Assignment: Reproduce all of the data exactly. Images are not to appear in the reply.

Data extract:
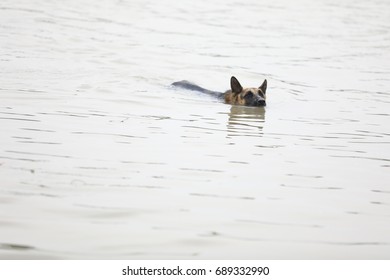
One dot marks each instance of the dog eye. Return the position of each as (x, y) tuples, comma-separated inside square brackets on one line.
[(248, 95)]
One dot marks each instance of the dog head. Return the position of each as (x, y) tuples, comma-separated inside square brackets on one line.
[(248, 96)]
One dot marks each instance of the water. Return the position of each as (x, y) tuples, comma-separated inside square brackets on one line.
[(100, 158)]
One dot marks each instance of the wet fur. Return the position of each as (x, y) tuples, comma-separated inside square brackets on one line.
[(236, 95)]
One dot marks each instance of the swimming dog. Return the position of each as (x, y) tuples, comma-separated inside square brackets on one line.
[(236, 95)]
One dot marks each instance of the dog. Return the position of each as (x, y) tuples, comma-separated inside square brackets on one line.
[(236, 95)]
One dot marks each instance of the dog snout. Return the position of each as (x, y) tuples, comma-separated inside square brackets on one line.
[(260, 102)]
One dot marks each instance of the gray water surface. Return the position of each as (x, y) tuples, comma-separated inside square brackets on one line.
[(101, 159)]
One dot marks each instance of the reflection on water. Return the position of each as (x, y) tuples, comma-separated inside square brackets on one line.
[(245, 121), (95, 144)]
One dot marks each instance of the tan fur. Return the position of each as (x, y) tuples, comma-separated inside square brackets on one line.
[(236, 95)]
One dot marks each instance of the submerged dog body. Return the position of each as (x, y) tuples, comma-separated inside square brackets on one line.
[(236, 95)]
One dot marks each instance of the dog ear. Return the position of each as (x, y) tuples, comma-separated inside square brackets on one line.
[(263, 87), (235, 85)]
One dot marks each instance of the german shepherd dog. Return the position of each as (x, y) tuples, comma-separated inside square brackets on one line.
[(236, 95)]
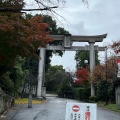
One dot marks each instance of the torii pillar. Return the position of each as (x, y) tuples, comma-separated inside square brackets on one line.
[(92, 65), (68, 39)]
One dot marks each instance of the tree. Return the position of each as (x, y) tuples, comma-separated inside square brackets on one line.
[(82, 76), (54, 77), (81, 56), (20, 36)]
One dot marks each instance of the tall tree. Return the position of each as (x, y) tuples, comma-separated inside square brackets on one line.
[(81, 56)]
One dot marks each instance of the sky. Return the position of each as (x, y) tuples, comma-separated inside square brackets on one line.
[(100, 17)]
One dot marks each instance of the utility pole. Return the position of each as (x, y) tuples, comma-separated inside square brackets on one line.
[(106, 76), (30, 87)]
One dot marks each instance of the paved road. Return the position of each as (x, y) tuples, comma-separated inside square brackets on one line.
[(53, 109)]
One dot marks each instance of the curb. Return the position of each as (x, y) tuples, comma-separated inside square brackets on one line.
[(10, 113)]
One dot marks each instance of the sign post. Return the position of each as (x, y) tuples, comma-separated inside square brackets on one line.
[(81, 111)]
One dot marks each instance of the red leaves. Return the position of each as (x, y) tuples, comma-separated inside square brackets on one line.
[(82, 75)]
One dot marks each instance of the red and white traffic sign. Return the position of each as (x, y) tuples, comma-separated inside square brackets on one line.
[(75, 108), (81, 111)]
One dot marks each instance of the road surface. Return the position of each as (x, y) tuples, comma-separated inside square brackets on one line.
[(54, 109)]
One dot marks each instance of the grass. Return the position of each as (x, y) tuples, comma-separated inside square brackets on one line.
[(110, 106), (25, 101)]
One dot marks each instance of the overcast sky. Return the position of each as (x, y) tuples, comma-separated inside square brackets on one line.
[(101, 17)]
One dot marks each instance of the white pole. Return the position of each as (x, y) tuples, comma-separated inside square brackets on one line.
[(40, 71)]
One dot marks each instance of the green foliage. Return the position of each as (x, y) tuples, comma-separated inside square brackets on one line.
[(111, 92), (54, 77), (101, 90), (93, 99), (65, 91), (76, 92), (84, 94), (81, 56), (18, 74), (7, 83)]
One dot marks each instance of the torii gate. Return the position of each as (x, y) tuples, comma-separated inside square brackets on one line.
[(68, 40)]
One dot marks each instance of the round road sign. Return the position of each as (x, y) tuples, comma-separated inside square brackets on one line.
[(75, 108)]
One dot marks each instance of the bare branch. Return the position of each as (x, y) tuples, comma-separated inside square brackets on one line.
[(19, 10)]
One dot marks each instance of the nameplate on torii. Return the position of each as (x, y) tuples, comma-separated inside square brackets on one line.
[(74, 48)]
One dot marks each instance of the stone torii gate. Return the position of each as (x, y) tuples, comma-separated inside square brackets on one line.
[(68, 39)]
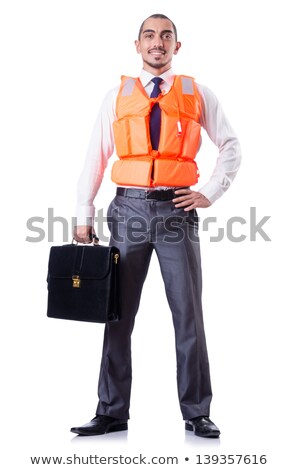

Your solution:
One dot marks each instance of the dog eye. Return the position of each as (x, y) tuples, comma-separated inside square brackets on one line.
[(248, 95)]
One dot marks each instance of the dog head. Return the position of each as (x, y) tuples, comma-separated inside square brackets on one line.
[(248, 96)]
One dot marks each instance of the water. Return the position of each as (x, y) tuples, comma-separated inside square brackets on one line.
[(100, 158)]
One dot marks each instance of the wet fur. Return the position of each as (x, y) tuples, comma-separated inside square brackets on one line.
[(236, 95)]
One dot marks each instance of the swimming dog. Return the position of each as (x, y) tuples, comma-separated inside square brackets on one line.
[(236, 95)]
One dot marks each instance of the dog. Return the position of each as (x, y) tuples, comma-separated inside square brackets on one line.
[(236, 95)]
One dot marks each instance of the dog snout. Return the position of each as (x, y) tuples, comma-separated inside square brackets on one line.
[(260, 102)]
One dot marks each instance of the gray water surface. Return the position of each as (x, y) tuples, comma-separated inside square brackets on one line.
[(101, 159)]
One dot marks each instance of the reflection on water. Return the position of each as (x, y) tuples, comma-separated inside square brackets on one line.
[(245, 121), (95, 144)]
One dot marks each instance of the tan fur. Return the position of each as (x, y) tuples, comma-separated inside square brackets on one line.
[(236, 95)]
One dot marks each instance of the submerged dog body. Return the position of each as (x, y) tuples, comma-separated inside square brackets on one line.
[(236, 95)]
One dot marks each instance of the dog ear. Return the position of each as (x, y) tuples, comma-separated inside square brackets on one line.
[(263, 87), (235, 85)]
One dot marks each instance of the german shepherd dog. Return the position of each as (x, y) tuples, comma-separated inside square brackets on one line.
[(236, 95)]
One dot marks each instance of the torii pillar. Return the position of each as (x, y) tuples, comma-separated inside square brackets on one line.
[(92, 65), (68, 39)]
One dot marks each instance of the tree. Return the position of each as (x, y) tuples, comma-separated inside square brackets on one line.
[(82, 76), (54, 77), (81, 56), (20, 36)]
One dot marks each instance of the tall tree. Return the position of each as (x, y) tuples, comma-separated inside square brackets on one line.
[(81, 56)]
One dot marks each instance of the sky. Return the position of each as (x, y) tuples, comma-separated inside square brackets on one line.
[(100, 17)]
One dot marks each instance of the utility pole. Return the position of each as (x, y) tuples, comma-separated inside square brackets on one line.
[(106, 76), (30, 87)]
One dot marks each instance of the paved road. Return the position of each as (x, y) tuples, comma-separated inside square brackets on one line.
[(53, 109)]
One dot marks each instance of the curb. Return the position of each as (x, y) tuples, comma-separated inside square brackets on one line.
[(10, 113)]
One dot marks each instance of the sign post. Return the position of each as (x, y) tuples, comma-separated inside square brackets on one line.
[(81, 111)]
One dot marks each instance of the red leaves. Return the position of each as (x, y) tuples, comma-separated inside square brackets on one line.
[(82, 75)]
One dot marks each instance of the red and white traffic sign. Return the position of each as (x, y) tuples, comma-separated inside square brackets on one line.
[(75, 108), (81, 111)]
One dot marks each instance of the road surface. Return the position of each as (x, y) tuples, comma-separated inside square brackets on one line.
[(54, 109)]
One dot marks each instance of the grass. Return the position of each as (x, y) tuples, comma-separated inside square brackets on one line.
[(110, 106), (25, 101)]
One dot marks each instance of the overcast sky. Return the position of each as (x, y) tuples, comma-separated inside square brackets on one line.
[(101, 17)]
One dot marks each instance of the white pole. Return the position of each as (x, y) tuples, comma-separated inside square brackets on one line.
[(40, 71)]
One dot marks each instance of the green foliage. Return the position of each as (x, y) tuples, comma-separated inside square brackets on one line.
[(111, 92), (54, 77), (101, 90), (93, 99), (65, 91), (76, 92), (84, 94), (81, 56), (18, 74), (7, 83)]
One dot marks each instance of the torii gate. Return the position of each as (x, y) tuples, comma-separated inside square brackets on one line.
[(68, 40)]
One dot marks each instance of the round road sign. Return the position of each as (x, y) tuples, comma-separated inside square brackets on one line.
[(75, 108)]
One dot marks each instance of the bare branch. Return the position of each as (x, y) tuples, comma-separated inside square brackets on one line.
[(19, 10)]
One dot marks each instance of the nameplate on torii. Return the position of each as (x, y) tuples, comma-separated inside square brackets on one line.
[(74, 48)]
One dot marks each instance of the stone torii gate. Return the position of each as (x, y) tuples, comma-separated inside square brackets on one line.
[(68, 39)]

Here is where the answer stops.